• **Text for analysis**:
British actress (born 1957)

Julie Dawn Cole (born 26 October 1957) is an English actress and psychotherapist. She began her career as a child performer in the 1971 film Willy Wonka & the Chocolate Factory, playing Veruca Salt. Other roles include Arabella in ...And Mother Makes Three (1971–73), Jo Longhurst in Angels (1975–76), Rowella in Poldark (1977), Lucy Deane in The Mill on the Floss (1978).

==Career==
Cole was raised in Guildford, Surrey. Cole was 12 when she was cast as Veruca Salt, during the preproduction phase in 1970, filmed at the Bavaria Film Studios; starring alongside Gene Wilder as Willy Wonka, and Roy Kinnear who played her character's father.

The film debuted in New York City on 30 June 1971 and in London the following week, and Cole was chosen to present a bouquet of flowers to Princess Margaret at the Royal Premiere. The film's other preadolescent "leading lady", American Denise Nickerson (Violet Beauregarde), and she both had a crush on the lead actor Peter Ostrum who played Charlie Bucket.

• **Brief 1**: List every character that the article on Julie Dawn Cole says she played.
• **Brief 2**: Give a continuation of the article on Julie Dawn Cole, picking up after its final sentence.
The records are not needed for what follows from this article.

• **Material shown**:
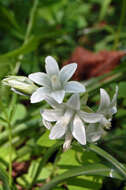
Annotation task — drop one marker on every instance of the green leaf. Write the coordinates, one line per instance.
(91, 169)
(45, 141)
(4, 179)
(85, 183)
(119, 166)
(105, 4)
(28, 47)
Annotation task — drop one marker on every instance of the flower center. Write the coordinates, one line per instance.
(55, 82)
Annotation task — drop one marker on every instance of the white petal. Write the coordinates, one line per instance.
(74, 87)
(68, 139)
(39, 94)
(40, 78)
(90, 117)
(67, 72)
(114, 100)
(57, 131)
(17, 92)
(51, 66)
(104, 100)
(74, 101)
(93, 132)
(52, 115)
(58, 95)
(78, 130)
(52, 102)
(47, 124)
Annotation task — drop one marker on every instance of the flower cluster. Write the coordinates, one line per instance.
(65, 120)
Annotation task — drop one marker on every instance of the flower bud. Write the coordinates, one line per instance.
(20, 85)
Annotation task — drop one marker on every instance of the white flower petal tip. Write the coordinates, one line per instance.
(51, 65)
(90, 117)
(74, 101)
(67, 72)
(78, 130)
(74, 87)
(40, 78)
(58, 95)
(47, 124)
(67, 143)
(104, 100)
(39, 95)
(57, 131)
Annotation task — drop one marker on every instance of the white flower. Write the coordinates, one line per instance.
(70, 120)
(55, 82)
(107, 108)
(20, 85)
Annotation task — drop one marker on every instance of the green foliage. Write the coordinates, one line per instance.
(29, 31)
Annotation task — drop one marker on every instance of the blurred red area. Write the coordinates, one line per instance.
(94, 64)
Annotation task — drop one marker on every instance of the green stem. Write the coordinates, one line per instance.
(105, 82)
(122, 17)
(31, 20)
(120, 167)
(10, 142)
(10, 154)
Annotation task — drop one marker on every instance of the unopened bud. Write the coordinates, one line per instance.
(19, 84)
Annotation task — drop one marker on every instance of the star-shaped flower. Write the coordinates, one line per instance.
(55, 83)
(70, 120)
(107, 108)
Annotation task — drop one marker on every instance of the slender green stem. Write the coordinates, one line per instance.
(122, 18)
(120, 167)
(10, 154)
(31, 20)
(10, 142)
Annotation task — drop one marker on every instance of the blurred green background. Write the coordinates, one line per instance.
(30, 30)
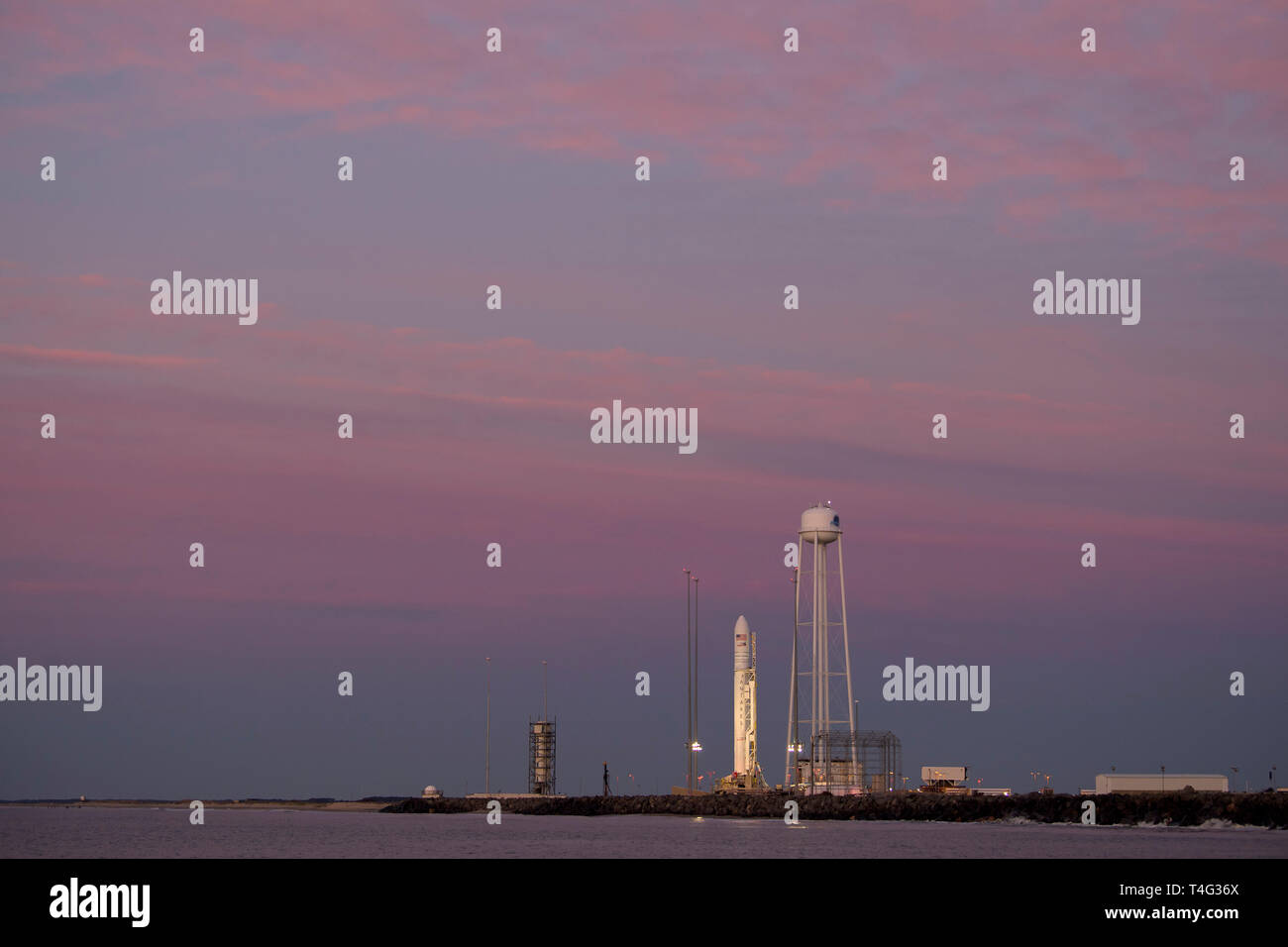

• **Answer space 1**: Veruca Salt, Arabella, Jo Longhurst, Rowella, Lucy Deane

• **Answer space 2**:
The "I Want It Now" sequence was filmed on her 13th birthday and Cole was given three film props: a golden egg prop, a golden ticket, and an Everlasting Gobstopper which she went on to sell years later and used the money for a vacation in Malaysia with her children.

Following the filming of the movie, Cole kept the Golden Ticket prop, along with the accompanying bar prop. She later gave it to her friend Linda Carr. On 17 July 2019, both props were sold at auction for upwards of £15,000. The auction itself is shown in BBC One's Bargain Hunt series 54, Ardingly 19.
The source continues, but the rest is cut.